» **GOAL**
Report every line below that contains the word "black", copying each such line in full.

» **DATA SECTION**
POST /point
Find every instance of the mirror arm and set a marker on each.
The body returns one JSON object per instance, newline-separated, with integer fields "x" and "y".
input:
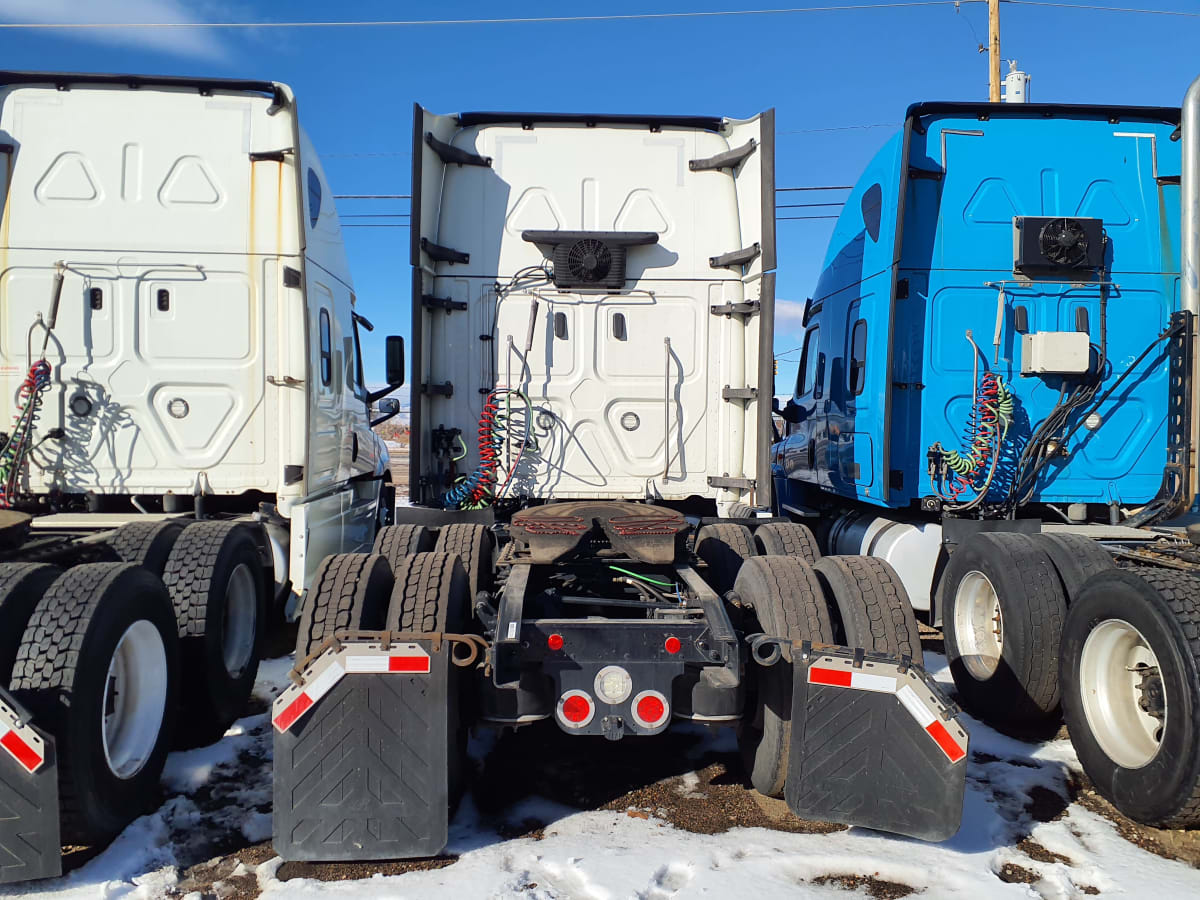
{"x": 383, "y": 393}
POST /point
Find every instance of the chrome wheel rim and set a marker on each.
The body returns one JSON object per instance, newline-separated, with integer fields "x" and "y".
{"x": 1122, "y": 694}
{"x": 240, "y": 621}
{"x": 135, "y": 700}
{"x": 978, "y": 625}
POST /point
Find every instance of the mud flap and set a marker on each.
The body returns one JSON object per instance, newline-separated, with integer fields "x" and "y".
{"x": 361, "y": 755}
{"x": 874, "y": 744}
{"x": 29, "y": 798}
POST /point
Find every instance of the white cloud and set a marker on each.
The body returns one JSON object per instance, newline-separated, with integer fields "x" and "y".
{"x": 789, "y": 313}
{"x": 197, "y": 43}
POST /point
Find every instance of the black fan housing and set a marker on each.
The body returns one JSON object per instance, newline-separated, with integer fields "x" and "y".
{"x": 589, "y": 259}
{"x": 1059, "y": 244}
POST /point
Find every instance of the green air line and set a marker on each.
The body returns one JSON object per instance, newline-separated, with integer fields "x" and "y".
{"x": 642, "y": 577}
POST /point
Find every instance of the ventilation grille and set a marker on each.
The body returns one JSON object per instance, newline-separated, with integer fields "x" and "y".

* * *

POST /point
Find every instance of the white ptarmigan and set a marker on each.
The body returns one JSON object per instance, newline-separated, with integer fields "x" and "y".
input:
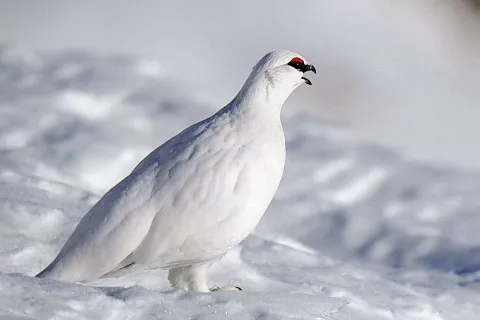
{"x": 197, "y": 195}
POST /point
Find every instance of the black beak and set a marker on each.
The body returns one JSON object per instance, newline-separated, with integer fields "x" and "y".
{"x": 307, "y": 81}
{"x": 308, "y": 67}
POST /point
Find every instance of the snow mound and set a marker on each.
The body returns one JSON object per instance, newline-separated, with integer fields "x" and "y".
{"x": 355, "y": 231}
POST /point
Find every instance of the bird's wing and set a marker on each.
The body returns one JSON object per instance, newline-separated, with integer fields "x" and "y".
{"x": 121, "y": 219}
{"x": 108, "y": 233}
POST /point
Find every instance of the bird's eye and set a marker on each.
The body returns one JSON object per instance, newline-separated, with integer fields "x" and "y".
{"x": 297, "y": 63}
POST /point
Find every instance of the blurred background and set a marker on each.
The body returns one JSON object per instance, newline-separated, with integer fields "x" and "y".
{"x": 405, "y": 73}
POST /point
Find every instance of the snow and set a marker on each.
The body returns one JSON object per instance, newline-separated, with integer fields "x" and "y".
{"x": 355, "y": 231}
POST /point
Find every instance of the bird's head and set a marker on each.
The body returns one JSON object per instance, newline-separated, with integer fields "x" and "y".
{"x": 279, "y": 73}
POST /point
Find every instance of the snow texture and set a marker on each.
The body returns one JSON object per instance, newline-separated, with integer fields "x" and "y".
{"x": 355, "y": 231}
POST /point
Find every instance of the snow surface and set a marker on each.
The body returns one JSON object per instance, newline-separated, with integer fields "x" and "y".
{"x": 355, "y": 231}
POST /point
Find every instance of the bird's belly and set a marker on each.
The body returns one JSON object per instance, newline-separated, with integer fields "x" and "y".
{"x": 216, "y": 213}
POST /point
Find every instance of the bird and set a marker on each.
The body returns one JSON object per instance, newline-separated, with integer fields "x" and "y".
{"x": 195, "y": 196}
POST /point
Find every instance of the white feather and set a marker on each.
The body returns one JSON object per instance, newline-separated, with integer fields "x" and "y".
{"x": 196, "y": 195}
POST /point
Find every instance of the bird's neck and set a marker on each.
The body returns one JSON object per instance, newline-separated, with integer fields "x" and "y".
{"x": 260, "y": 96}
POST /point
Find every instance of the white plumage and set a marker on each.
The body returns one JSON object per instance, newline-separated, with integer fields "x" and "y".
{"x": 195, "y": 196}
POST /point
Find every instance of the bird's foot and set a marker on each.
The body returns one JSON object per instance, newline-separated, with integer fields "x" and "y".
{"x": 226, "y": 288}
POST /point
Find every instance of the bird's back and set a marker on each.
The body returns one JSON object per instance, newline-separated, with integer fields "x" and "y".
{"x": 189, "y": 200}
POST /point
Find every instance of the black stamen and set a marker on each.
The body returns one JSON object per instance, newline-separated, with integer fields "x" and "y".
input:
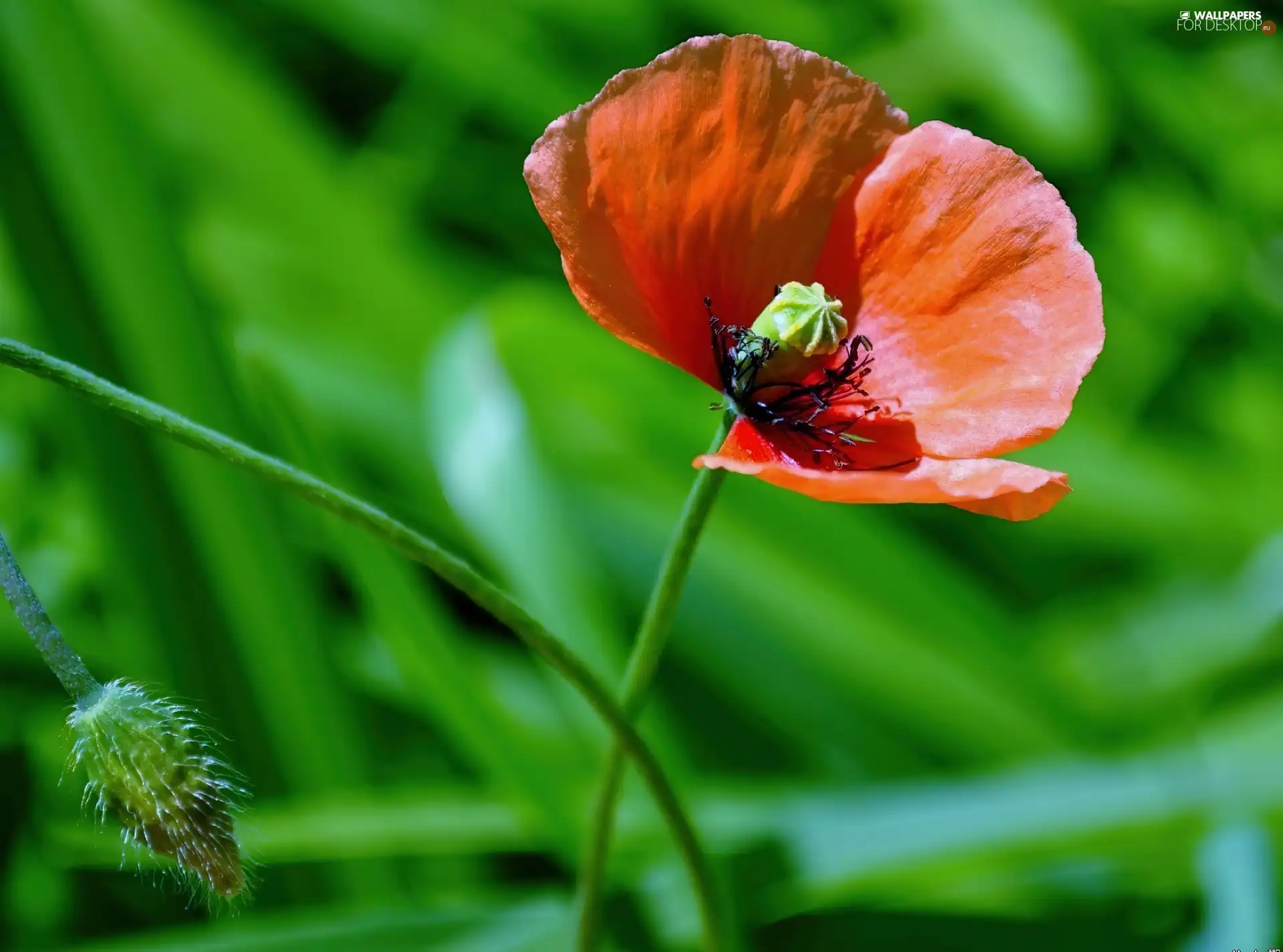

* * *

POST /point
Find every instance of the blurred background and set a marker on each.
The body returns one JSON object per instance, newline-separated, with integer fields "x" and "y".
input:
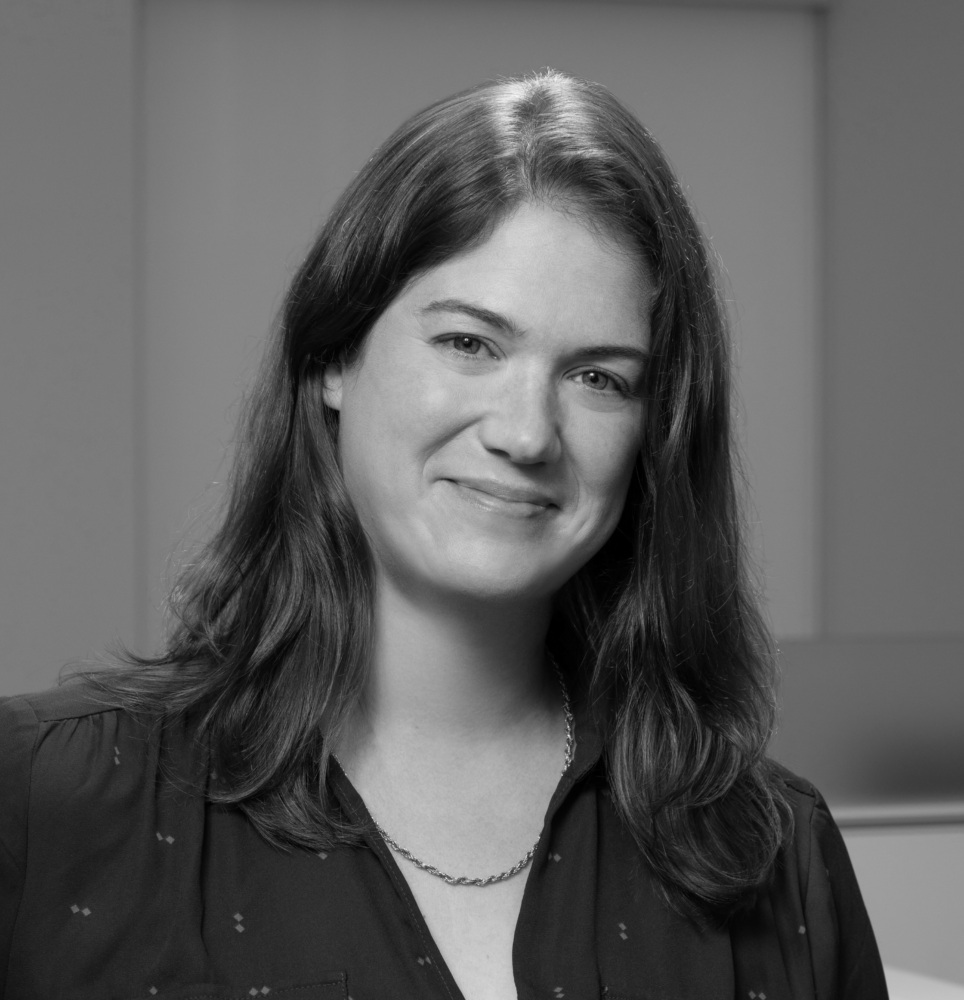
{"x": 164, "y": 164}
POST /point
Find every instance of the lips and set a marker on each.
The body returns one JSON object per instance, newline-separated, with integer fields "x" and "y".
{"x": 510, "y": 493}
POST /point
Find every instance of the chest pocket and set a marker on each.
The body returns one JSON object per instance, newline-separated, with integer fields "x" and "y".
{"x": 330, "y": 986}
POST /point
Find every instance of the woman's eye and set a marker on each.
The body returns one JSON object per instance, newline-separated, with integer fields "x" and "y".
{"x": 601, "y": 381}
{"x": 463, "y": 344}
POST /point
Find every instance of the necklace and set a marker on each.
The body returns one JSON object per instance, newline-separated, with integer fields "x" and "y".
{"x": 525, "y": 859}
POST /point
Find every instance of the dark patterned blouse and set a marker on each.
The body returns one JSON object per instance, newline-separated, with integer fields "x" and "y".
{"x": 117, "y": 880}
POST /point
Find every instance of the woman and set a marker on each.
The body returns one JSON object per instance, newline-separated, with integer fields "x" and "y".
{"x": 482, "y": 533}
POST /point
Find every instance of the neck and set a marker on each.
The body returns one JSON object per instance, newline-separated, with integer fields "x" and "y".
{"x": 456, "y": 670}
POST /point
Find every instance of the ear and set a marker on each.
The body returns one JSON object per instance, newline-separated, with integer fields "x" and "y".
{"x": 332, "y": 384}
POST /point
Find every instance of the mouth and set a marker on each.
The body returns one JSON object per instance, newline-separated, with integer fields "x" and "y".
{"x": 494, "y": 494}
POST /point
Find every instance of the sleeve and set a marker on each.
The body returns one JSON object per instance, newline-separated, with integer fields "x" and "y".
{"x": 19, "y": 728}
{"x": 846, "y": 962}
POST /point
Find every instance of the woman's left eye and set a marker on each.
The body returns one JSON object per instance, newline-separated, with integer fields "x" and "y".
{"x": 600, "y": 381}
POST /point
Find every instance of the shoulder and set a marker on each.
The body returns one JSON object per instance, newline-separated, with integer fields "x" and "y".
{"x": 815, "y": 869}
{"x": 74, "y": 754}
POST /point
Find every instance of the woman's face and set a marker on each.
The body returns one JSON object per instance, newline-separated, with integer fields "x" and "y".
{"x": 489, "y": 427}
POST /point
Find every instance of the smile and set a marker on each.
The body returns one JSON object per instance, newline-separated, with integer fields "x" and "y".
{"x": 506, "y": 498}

» **WRITTEN SOLUTION**
Find every instance of the black fan housing and set a marker on each.
Find every instance of the black beak and set a marker on each.
Find every instance of the black stamen and set a marker on each.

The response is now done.